## PROMPT
Please report every line in the records below that contains the word "plank".

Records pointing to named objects

++++

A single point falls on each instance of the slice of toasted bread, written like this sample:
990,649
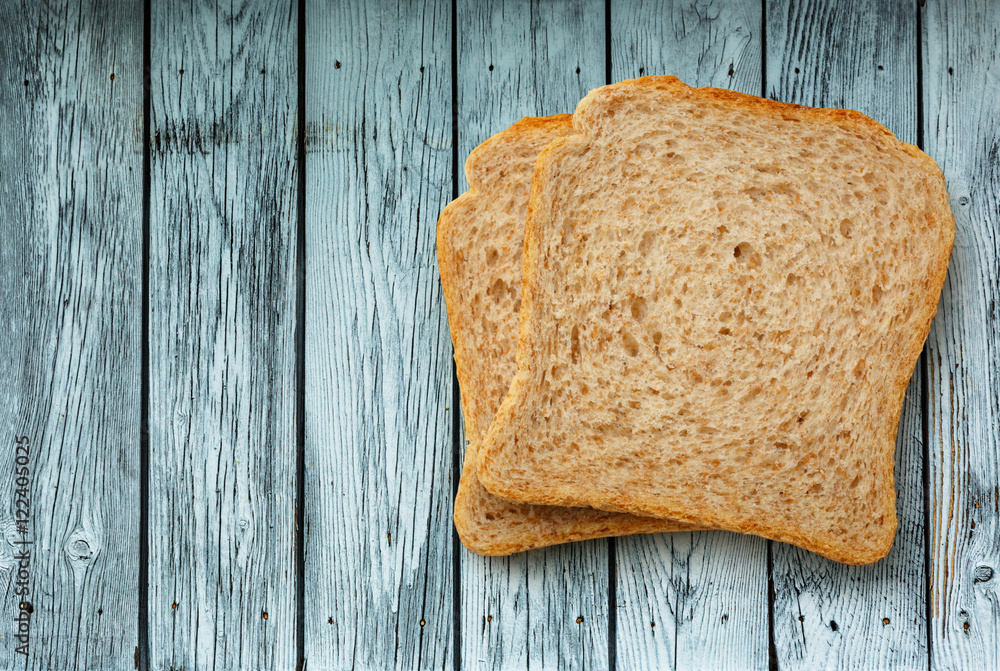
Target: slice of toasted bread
723,301
480,240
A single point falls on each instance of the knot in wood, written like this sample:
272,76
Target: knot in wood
81,549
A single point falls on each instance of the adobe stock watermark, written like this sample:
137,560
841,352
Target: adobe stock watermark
22,543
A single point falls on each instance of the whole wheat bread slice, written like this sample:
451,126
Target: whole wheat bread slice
723,301
480,240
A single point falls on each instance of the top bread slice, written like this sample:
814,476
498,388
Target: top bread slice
724,298
480,240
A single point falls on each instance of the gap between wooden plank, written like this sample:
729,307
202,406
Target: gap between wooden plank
300,341
142,653
456,401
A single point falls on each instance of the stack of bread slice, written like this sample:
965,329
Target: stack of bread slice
686,309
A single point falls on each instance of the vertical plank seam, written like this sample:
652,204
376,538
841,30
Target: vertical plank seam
142,651
924,383
612,543
772,648
300,345
456,433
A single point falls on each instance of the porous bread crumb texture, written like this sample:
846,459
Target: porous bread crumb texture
480,241
725,298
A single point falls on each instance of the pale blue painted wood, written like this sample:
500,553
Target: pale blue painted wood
378,534
70,332
691,600
547,608
222,335
859,55
961,73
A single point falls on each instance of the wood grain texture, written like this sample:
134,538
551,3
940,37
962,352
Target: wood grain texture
222,336
961,73
378,535
547,608
858,55
691,600
70,331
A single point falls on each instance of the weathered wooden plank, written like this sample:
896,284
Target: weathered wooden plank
547,608
858,55
961,74
691,600
70,332
378,537
222,335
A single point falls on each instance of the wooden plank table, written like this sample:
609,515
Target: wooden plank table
227,400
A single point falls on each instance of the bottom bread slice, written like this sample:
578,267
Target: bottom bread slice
480,239
724,299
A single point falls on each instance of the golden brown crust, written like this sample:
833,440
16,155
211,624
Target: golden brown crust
512,527
492,466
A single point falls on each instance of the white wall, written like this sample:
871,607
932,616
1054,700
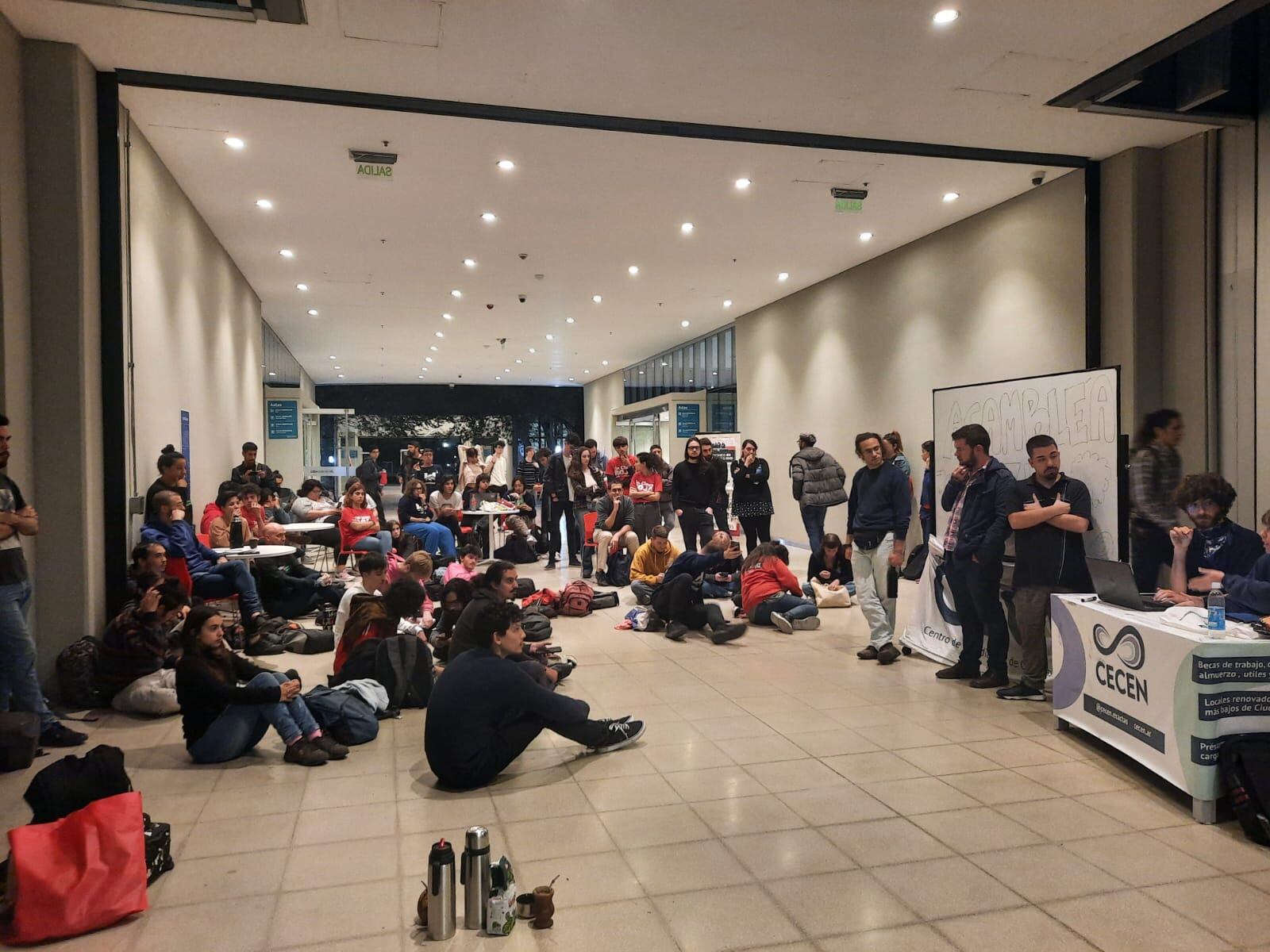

++++

## EXERCISE SOLUTION
A single point falls on each instance of the gap between wooden plank, written like this sample:
Target: gap between wooden plank
A single point falls on each instance of the vertical plank seam, written like this sample:
Target: vertical plank seam
A single point falls on each instance of the weathered wooden plank, written like this sample:
Target: weathered wooden plank
A single point falls on each instance of the wooden plank table, written like this sample:
Target: wooden plank table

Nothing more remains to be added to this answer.